PAGE EXCERPT:
== Segment start ==
Bones gathering dust in NT may be of Timorese hero

LINDSAY MURDOCH

December 28, 2009

DARWIN: Bones believed to be from the body of East Timor’s national hero Nicolau Lobato was forgotten and stored in Australia for five years.

As the remains lay in a Northern Territory police forensic centre, the East Timorese President, Jose Ramos-Horta, pressed Indonesia to return the body of Lobato, who was killed by Indonesian soldiers in 1978.

”In the name of our country and people, in the name of the state and of the family, I am asking here for the return of the body of Nicolau Lobato,” Mr Ramos-Horta said in a speech on August 30 marking the 10th anniversary of East Timor’s independence vote.

Territory police have kept bones believed to be those of Lobato since March 2004 when his family sent them to Darwin for forensic tests.

Three weeks after being questioned about the bones by the Herald, a police spokeswoman confirmed that three bones would soon undergo testing using new methods for the extraction of DNA from bones. A specialist contractor had been employed to do the work as part of a police and Coroner’s project to review 55 unidentified skeletal remains that have been stored in the NT since 1973.

The spokeswoman said after the bones arrived in Darwin in 2004 ”tests were done in the NT Police forensics laboratory on one section of bone but no DNA profile was able to be obtained and no report was completed to that effect”. The spokeswoman said police were now trying to contact Lobato’s family.

”While I can’t give you a timeframe on this testing, the project is expected to be completed early in the new year,” the spokeswoman said.

The body of Lobato, East Timor’s first prime minister and one of the founding members of the Fretilin Party, is a sensitive issue in relations between East Timor and Indonesia.

For years it was believed the body was buried in secret in Indonesia after the charismatic resistance leader was shot in an ambush in December 1978, three years after Indonesia invaded East Timor. But just before Christmas in 2003 workmen digging in the yard of the then prime minister, Mari Alkatiri, discovered remains that members of the Lobato family believed were those of Nicolau.

No head was found, which added to the family’s belief the remains were those of the national hero.
== Segment end ==
TASKS TO COMPLETE:
a - Reproduce the article about Nicolau Lobato's bones, everything from "LINDSAY MURDOCH" down to "Timor’s independence vote.", and switch "body" to "remains".
b - Pick up the article about Nicolau Lobato's bones after its last sentence and continue it.
The data can be left aside.

Records from a dataset
== Segment start ==
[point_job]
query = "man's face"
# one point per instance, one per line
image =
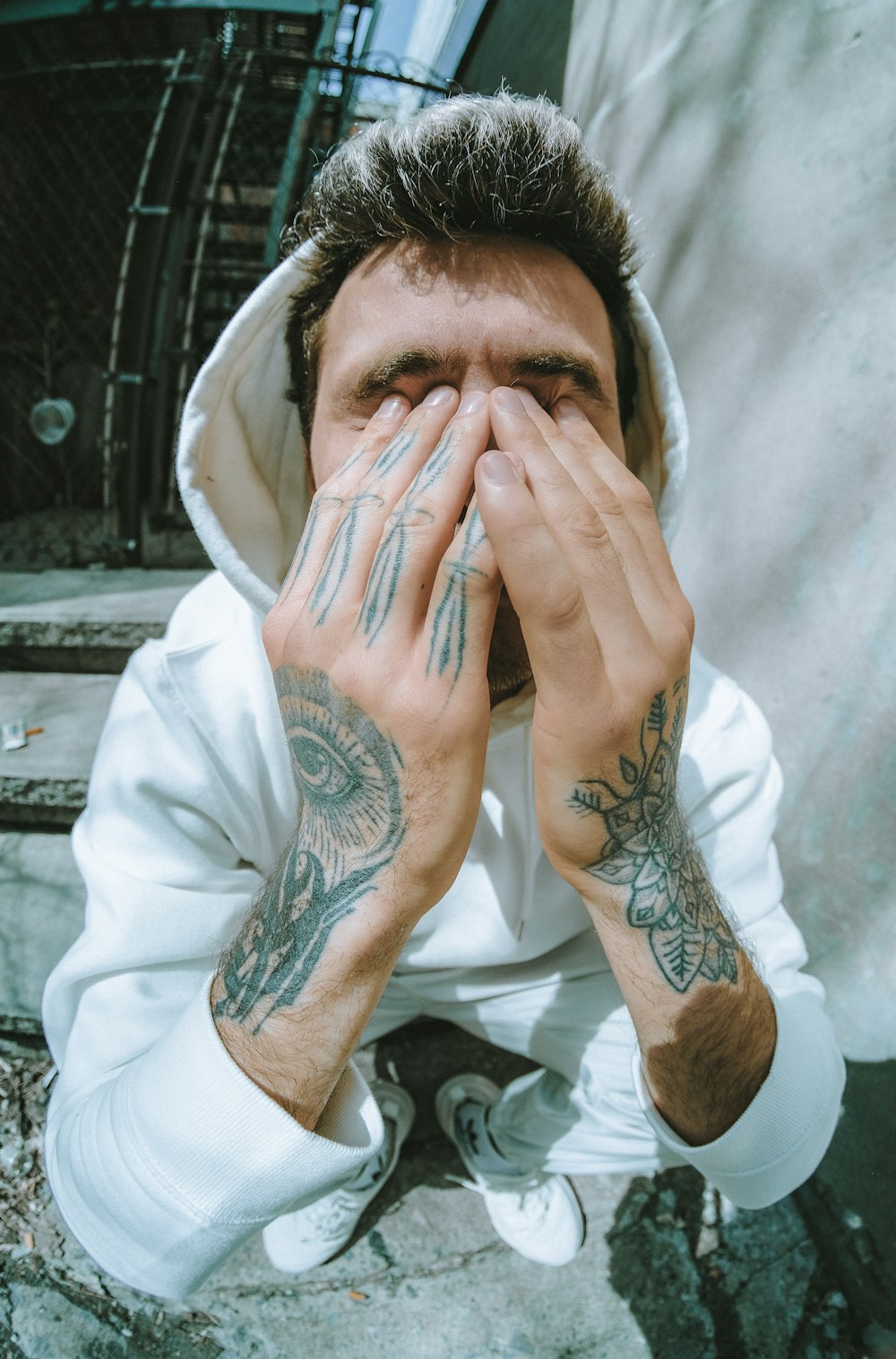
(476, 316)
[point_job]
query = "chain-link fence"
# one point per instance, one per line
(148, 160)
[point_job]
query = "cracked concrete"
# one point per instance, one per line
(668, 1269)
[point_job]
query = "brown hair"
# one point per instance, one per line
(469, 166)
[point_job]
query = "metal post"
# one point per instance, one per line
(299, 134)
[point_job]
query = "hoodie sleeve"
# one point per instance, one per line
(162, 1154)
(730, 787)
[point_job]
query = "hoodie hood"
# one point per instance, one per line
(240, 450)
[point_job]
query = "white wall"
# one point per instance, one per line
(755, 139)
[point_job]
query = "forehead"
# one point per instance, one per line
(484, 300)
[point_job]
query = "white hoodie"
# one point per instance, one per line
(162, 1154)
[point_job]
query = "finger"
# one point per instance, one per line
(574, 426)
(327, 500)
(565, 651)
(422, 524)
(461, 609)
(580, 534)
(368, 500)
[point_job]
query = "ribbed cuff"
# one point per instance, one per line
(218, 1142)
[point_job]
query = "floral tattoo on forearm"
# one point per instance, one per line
== Segment end ==
RESPONSES BY TASK:
a -
LINDSAY MURDOCH

December 28, 2009

DARWIN: Bones believed to be from the remains of East Timor’s national hero Nicolau Lobato was forgotten and stored in Australia for five years.

As the remains lay in a Northern Territory police forensic centre, the East Timorese President, Jose Ramos-Horta, pressed Indonesia to return the remains of Lobato, who was killed by Indonesian soldiers in 1978.

”In the name of our country and people, in the name of the state and of the family, I am asking here for the return of the remains of Nicolau Lobato,” Mr Ramos-Horta said in a speech on August 30 marking the 10th anniversary of East Timor’s independence vote.

b -
The former Indonesian president Soeharto is believed to have demanded that Lobato’s head be sent to Jakarta as proof of his death.

In 1978 the house was occupied by Colonel Dading Kalbuadi, the Indonesian army chief in East Timor, who arranged a triumphant ceremony for the return of Lobato’s body to Dili.

Lobato’s death was seen by Indonesia at the time as important in breaking the morale of the resistance movement and it boosted the career of Captain Prabowo Subianto, who went on to marry one of Soeharto’s daughters and is now one of Jakarta’s most powerful political figures. Indonesian army propaganda photographs show Colonel Kalbuadi and Captain Subianto standing over Lobato’s body.

Colonel Kalbuadi was involved in the attack on five Australian newsmen, now known as the Balibo Five, by Indonesian forces on October 16, 1975, during an incursion by Indonesia into what was then Portuguese Timor. Colonel Kalbuadi died in 1998.

If the bones in Darwin are confirmed to be those of Lobato, East Timor would give them a grand state funeral after a hero’s return.

Mr Ramos-Horta has described Lobato as ”our greatest hero”. Dili’s international airport is named after him. Lobato’s brother Rogerio is a former interior minister who was controversially convicted of arming a hit squad to eliminate political opponents in 2007.

He was sentenced to 7½ years’ imprisonment but had the sentence reduced and was allowed to leave East Timor to receive medical treatment and is now living in exile.